• TASK GOAL
Reproduce all of the records below word for word, keeping every line and character unchanged.

• ENTRIES SHOWN
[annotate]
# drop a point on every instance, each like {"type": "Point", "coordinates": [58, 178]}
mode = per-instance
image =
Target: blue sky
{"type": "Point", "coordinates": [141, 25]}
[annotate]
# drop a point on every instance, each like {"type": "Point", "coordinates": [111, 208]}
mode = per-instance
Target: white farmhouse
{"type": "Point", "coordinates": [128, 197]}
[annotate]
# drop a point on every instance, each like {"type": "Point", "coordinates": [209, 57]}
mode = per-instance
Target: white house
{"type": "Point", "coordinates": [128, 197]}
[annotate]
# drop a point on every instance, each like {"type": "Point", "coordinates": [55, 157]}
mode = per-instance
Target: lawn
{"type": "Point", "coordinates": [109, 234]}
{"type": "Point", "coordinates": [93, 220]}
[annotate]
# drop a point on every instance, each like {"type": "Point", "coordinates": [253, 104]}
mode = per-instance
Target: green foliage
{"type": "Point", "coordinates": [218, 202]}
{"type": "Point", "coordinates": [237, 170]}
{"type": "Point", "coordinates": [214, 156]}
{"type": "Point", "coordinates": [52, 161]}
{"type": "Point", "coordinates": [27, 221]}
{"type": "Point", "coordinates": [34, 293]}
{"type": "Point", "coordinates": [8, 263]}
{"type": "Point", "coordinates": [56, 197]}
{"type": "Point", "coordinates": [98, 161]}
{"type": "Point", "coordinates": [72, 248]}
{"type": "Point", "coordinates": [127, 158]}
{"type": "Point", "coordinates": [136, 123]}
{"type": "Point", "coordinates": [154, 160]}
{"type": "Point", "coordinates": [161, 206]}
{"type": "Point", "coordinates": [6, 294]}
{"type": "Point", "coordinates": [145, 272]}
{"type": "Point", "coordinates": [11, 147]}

• RESULT OF THE EXERCISE
[annotate]
# drop a point on every instance, each like {"type": "Point", "coordinates": [58, 178]}
mode = per-instance
image =
Target: blue sky
{"type": "Point", "coordinates": [141, 25]}
[annotate]
# drop a point on every instance, each like {"type": "Point", "coordinates": [111, 208]}
mode = per-instance
Target: white farmhouse
{"type": "Point", "coordinates": [128, 197]}
[annotate]
# drop a point on every instance, each like {"type": "Point", "coordinates": [209, 57]}
mode = per-instance
Target: white house
{"type": "Point", "coordinates": [128, 197]}
[annotate]
# drop a point on every instance, each like {"type": "Point", "coordinates": [55, 157]}
mode = per-instance
Target: lawn
{"type": "Point", "coordinates": [109, 234]}
{"type": "Point", "coordinates": [93, 220]}
[annotate]
# drop a point on every instance, each like {"type": "Point", "coordinates": [253, 104]}
mode = per-instance
Target: green foliage
{"type": "Point", "coordinates": [218, 202]}
{"type": "Point", "coordinates": [237, 170]}
{"type": "Point", "coordinates": [214, 156]}
{"type": "Point", "coordinates": [52, 161]}
{"type": "Point", "coordinates": [27, 221]}
{"type": "Point", "coordinates": [34, 293]}
{"type": "Point", "coordinates": [8, 263]}
{"type": "Point", "coordinates": [56, 197]}
{"type": "Point", "coordinates": [98, 161]}
{"type": "Point", "coordinates": [72, 248]}
{"type": "Point", "coordinates": [127, 158]}
{"type": "Point", "coordinates": [136, 123]}
{"type": "Point", "coordinates": [154, 160]}
{"type": "Point", "coordinates": [161, 206]}
{"type": "Point", "coordinates": [6, 294]}
{"type": "Point", "coordinates": [145, 272]}
{"type": "Point", "coordinates": [11, 147]}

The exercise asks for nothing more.